Return the part of the passage on greed between "We hear a parent" and "soon to start.", inclusive, copied word for word.
::: PASSAGE GIVEN
I want to talk today about greed. Greed. Examples of it, how to recognize and why to avoid it is what all of the readings today touched on. And yet, there was no clear definition that would help us along in our own lives. And since it is sometimes helpful to look back on a word that is so common to us, to take a moment to think about what it actually means, this word that we all use, with greater or lesser frequency, let’s do that.
We hear a parent say to a child whose hand grabs for too many cookies, “don’t be greedy” and we know what that parent means – don’t take too much, don’t take more than your share, make sure everyone has a cookie before you take another, only take what you need, or in this case, the two cookie maximum that you know you’re allowed.
Don’t be greedy. In those three short words, that parent manages to pack a wealth of meaning that the child will only fully understand a bit later, though it’s never too soon to start.
There’s another way to think about greed, though – maybe more than one other way, but here’s one I’ve been thinking of. I find it helpful sometimes to think about the opposite of something, when I really want to get to understand it. And the opposite of greed could be… generosity. But I don’t think so. I think generosity is part of the opposite of greed, but I think it’s too specific. I think that the opposite of greed is really a way to live in the world we hold things lightly. Holding things lightly, meaning that we’re happy to have things (whatever those things are) come to us, and we’re happy to let them go. We literally, don’t hold on to them tightly. Our friends the Buddhists have a term for something like this, and it is non-attachment. And maybe that term, succinct as it is, will work for you, but I like the thought of holding things lightly.
And so, if holding things lightly is the opposite of greed, then that would make greed grabbing on tightly to those things that are yours and those things within your grasp. And not letting go. And by things, things in your grasp, am I just talking about money, about finances? No. Think, grabbing on tightly to possessions, to love, to attention, to power, to fame, to prestige… and sure, to wealth.
Now, I don’t know about you, but when I think, am I greedy? My instant answer is, ‘no, of course not.’ But if I rephrase the question, ‘do I grab on tightly to things in my life? Is there something, or some group of things that they would have to pry my cold, dead fingers off of to get it out of my possession?’ My answer to that is less bold and confidant. And yet, that is exactly what we’re talking about. It’s what the wisdom we heard read is talking about. Because what God teaches about greed is pretty clear.
God says don’t be greedy.
God says be generous.
God says greed is utterly pointless. Pointless. Because what you have doesn’t matter, it isn’t the point, even if what you’ve got is a lot – so getting more is besides the point. (And God help you if you get more at the expense of others who have less. None of the prophets have anything good to say about that.)
So, okay. Clearly we’re not to be greedy. We are to hold onto things lightly. But that, as perhaps you have noticed, certainly I have, is sometimes easier said than done. So, perhaps in trying to figure out how on earth we go about living out this teaching (which I think is an important part of any teaching – how we’re supposed to do it), it’s helpful to consider briefly what it is we might need this teaching to begin with.
Why are we greedy in the first place?
Now, there are several answers to this, I’m certain, and I’m equally certain that they’ve all got some measure of truth in them. But try this one on for size, and keep it if it seems to fit.
::::::
::: DATA SECTION
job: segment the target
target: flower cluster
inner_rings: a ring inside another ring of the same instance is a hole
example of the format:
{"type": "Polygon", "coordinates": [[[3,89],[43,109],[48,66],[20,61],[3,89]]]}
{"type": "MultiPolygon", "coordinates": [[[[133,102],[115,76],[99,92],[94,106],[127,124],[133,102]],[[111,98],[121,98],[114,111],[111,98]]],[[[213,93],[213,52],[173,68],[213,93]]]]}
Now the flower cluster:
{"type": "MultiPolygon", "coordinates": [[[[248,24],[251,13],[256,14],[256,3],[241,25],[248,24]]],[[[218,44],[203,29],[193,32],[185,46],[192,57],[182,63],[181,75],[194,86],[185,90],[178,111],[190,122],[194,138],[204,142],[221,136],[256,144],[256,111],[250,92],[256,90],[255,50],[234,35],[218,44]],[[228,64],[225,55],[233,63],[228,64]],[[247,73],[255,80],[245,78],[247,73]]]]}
::::::
> **SOLUTION TO THIS TASK**
We hear a parent say to a child whose hand grabs for too many cookies, “don’t be greedy” and we know what that parent means – don’t take too much, don’t take more than your share, make sure everyone has a cookie before you take another, only take what you need, or in this case, the two cookie maximum that you know you’re allowed.
Don’t be greedy. In those three short words, that parent manages to pack a wealth of meaning that the child will only fully understand a bit later, though it’s never too soon to start.